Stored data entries
BEGIN
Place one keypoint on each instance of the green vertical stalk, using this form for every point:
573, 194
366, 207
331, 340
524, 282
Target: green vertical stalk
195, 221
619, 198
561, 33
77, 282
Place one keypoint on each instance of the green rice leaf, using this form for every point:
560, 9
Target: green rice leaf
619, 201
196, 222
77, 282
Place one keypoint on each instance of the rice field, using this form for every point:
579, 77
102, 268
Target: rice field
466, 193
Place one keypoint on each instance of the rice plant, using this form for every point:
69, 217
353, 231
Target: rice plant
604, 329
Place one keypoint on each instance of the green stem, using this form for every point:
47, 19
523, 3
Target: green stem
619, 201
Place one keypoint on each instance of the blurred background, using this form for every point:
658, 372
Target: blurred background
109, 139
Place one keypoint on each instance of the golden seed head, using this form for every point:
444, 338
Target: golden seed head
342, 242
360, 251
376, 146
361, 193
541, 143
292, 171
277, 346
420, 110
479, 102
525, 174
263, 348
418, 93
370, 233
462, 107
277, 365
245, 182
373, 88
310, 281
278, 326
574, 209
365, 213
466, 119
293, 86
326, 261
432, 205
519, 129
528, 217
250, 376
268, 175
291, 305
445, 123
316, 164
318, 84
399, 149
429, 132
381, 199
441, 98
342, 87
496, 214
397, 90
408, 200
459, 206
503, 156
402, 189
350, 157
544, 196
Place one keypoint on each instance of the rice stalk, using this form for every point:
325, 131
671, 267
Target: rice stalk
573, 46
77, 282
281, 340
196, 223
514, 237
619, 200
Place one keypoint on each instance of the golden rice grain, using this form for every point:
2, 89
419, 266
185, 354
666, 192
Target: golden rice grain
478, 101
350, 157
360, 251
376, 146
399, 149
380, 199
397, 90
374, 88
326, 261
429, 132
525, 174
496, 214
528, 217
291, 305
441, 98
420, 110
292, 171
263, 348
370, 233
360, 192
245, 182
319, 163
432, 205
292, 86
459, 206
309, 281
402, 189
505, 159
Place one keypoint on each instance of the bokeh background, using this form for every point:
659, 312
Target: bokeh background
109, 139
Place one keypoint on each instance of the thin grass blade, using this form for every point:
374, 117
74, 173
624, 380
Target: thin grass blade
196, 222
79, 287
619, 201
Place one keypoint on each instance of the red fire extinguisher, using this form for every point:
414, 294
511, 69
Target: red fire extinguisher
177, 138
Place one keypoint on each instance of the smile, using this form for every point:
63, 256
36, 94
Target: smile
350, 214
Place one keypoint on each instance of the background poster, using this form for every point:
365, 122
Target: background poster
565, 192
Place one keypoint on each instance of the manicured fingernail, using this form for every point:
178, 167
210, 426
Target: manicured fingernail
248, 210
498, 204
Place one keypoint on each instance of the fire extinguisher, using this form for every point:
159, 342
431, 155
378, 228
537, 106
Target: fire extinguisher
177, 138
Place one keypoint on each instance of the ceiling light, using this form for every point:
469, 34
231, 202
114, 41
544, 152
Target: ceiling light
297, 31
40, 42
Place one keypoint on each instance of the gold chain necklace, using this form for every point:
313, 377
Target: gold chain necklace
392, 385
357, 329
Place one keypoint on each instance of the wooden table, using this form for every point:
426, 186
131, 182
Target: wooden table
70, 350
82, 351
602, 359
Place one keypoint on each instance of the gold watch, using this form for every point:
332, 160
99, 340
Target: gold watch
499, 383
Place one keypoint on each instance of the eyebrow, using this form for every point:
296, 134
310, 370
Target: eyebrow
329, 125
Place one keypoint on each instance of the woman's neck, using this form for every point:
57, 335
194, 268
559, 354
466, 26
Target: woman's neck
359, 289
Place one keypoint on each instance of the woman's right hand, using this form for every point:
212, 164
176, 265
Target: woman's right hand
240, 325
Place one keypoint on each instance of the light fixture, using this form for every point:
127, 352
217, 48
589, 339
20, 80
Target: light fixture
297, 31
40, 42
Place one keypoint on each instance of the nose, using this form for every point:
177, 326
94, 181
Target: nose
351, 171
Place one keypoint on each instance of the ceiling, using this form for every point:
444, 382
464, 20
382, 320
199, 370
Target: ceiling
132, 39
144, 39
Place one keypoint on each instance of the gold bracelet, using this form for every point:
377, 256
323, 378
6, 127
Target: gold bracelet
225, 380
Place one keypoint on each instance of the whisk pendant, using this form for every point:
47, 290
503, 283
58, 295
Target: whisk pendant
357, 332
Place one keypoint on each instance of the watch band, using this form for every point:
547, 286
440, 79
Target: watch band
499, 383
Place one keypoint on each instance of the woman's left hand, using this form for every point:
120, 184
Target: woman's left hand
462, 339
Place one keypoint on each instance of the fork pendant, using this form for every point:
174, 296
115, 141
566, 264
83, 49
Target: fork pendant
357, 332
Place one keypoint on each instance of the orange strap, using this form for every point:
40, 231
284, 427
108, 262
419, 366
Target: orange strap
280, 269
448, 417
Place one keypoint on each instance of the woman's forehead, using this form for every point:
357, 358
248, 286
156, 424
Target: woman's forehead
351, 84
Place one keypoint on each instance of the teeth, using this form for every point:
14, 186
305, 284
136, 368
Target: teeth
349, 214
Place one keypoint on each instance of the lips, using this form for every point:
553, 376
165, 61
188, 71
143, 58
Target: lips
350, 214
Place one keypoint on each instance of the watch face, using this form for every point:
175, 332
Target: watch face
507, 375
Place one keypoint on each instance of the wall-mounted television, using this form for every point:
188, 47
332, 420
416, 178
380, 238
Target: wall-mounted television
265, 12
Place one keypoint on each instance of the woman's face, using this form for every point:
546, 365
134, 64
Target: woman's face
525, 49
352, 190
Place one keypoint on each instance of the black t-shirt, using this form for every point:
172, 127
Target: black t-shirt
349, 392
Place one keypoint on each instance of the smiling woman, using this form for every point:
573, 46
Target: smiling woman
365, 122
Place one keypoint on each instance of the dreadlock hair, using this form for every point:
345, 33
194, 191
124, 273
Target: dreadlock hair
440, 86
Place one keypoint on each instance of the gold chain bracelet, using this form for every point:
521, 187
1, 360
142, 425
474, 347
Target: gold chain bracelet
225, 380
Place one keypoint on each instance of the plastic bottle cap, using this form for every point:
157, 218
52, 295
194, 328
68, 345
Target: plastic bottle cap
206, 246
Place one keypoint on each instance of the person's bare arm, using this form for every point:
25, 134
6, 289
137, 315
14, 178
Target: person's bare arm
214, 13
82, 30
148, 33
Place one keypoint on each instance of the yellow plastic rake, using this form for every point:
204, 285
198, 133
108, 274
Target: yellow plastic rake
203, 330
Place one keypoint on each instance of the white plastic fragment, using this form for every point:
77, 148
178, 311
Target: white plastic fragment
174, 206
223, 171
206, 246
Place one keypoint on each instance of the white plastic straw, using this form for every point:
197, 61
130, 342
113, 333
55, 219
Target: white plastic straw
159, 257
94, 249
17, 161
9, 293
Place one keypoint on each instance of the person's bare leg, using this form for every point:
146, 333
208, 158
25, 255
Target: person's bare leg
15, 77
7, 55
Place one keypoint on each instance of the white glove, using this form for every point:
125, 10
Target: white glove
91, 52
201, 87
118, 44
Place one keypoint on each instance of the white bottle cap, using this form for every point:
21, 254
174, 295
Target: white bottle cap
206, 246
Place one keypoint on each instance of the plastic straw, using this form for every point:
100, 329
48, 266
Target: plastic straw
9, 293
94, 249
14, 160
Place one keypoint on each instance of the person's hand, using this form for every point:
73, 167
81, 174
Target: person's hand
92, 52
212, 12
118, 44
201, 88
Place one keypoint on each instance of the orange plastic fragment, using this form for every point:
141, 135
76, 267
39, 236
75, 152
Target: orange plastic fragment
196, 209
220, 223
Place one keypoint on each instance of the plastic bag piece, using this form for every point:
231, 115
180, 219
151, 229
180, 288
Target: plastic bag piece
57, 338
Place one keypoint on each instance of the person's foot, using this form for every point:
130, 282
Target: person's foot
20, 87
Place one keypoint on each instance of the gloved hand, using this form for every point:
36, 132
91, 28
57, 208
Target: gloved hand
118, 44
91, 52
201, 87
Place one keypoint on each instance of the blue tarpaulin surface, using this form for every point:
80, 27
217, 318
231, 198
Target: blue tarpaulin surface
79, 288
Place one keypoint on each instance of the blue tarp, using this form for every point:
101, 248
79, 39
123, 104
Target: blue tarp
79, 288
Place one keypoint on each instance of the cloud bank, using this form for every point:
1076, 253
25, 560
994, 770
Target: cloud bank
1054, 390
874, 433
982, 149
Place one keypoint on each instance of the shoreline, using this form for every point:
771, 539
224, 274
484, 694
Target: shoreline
END
**What to produce:** In the records above, which lines hold the string "shoreline"? Copy each one.

**Response area:**
Place one keypoint on each instance of the shoreline, using this form for every point:
Target: shoreline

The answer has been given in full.